Ricopia il testo sulla Biennale, tutto da "250 opere di importanti artisti israeliani e" giù fino a "20 provenienti dall’estero.", rinominando "weekend" in "fine settimana".

→ Testo mostrato:
※
Cultura
Biennale d’arte e design in Israele: un viaggio sulla misura dell’uomo

250 opere di importanti artisti israeliani e una selezione di 20 opere di artisti stranieri in mostra fino a novembre

“What Is the Measure of Man?” Con questo grande quesito si è aperta, lo scorso 31 marzo, la Biennale di arte israeliana presso il MUZA – Museo Eretz Israel, che, in occasione della lunga estate israeliana, sarà aperta anche in orari speciali, sia di sera che durante il weekend. 250 opere di artisti israeliani e 20 provenienti dall’estero.
Quest’anno La Biennale di arte e design cerca di rispondere alla complessa domanda: “Cosa significia a misura d’uomo?” e si concentra sulla condizione umana alle soglie di una nuova era, cercando di esaminare il mondo e l’ambiente che ci circonda, e il nostro potere di influenzare il futuro del luogo in cui viviamo.
Nello spirito di questo sguardo globale, oltre alle 250 opere di importanti artisti israeliani è stata curata anche una selezione di 20 opere di artisti stranieri che hanno cercato di rispondere alla stessa domanda e di farlo, integrando i loro lavori con la cornice, unica, del MUZA.
Coprendo la maggior parte degli spazi espositivi del museo, la Biennale ha dunque cercato di far dialogare le opere contemporanee con i tesori archeologici ed etnografici della collezione museale, assieme alle installazioni all’aperto pensate appositamente per la natura “open air” che offre quello che è, in metri quadri, è il più grande tra i musei di Israele e che, grazie ad un ambizioso progetto il collaborazione con il Comune di Tel Aviv, sta per allargarsi ancor di più fino a raggiungere, con un ponte pedonale, il Parco Ayarkon: uno dei più grandi polmoni non solo di Tel Aviv ma di tutta Israele.
In tal senso, “il tema della Biennale di quest’anno cerca di integrarsi perfettamente con la nuova vision del MUZA”, ci ha spiegato il CEO Ami Katz.
In particolare, “Qual è la misura dell’uomo?” si basa sul concetto di homo mensura dictum, attribuito al sofista greco Protagora, del V secolo a.C., che affermava che “l’uomo è la misura di tutte le cose”.

Questa visione è servita come punto di partenza della Biennale per esplorare anche l’influenza della creatività dell’individuo sul mondo circostante.
L’urgenza di rispondere ai venti di cambiamento e a una realtà che si trasforma a ritmi accelerati ed esponenziali, pone, infatti, numerosi interrogativi sul ruolo dell’attività creativa, che esplora e ridefinisce il proprio ambito di azione, nonché la propria capacità di offrire una “cura” per una sostenibilità del mondo e un futuro più “umano”.
※
→ Voci dei dati:
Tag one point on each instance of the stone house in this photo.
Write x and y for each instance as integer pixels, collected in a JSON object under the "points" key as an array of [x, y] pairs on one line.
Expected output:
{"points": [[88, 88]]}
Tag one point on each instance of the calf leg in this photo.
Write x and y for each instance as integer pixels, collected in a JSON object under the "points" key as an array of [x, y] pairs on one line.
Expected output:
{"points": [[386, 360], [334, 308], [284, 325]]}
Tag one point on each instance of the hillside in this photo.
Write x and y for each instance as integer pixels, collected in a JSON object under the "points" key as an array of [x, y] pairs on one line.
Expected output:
※
→ Risultato del compito:
250 opere di importanti artisti israeliani e una selezione di 20 opere di artisti stranieri in mostra fino a novembre

“What Is the Measure of Man?” Con questo grande quesito si è aperta, lo scorso 31 marzo, la Biennale di arte israeliana presso il MUZA – Museo Eretz Israel, che, in occasione della lunga estate israeliana, sarà aperta anche in orari speciali, sia di sera che durante il fine settimana. 250 opere di artisti israeliani e 20 provenienti dall’estero.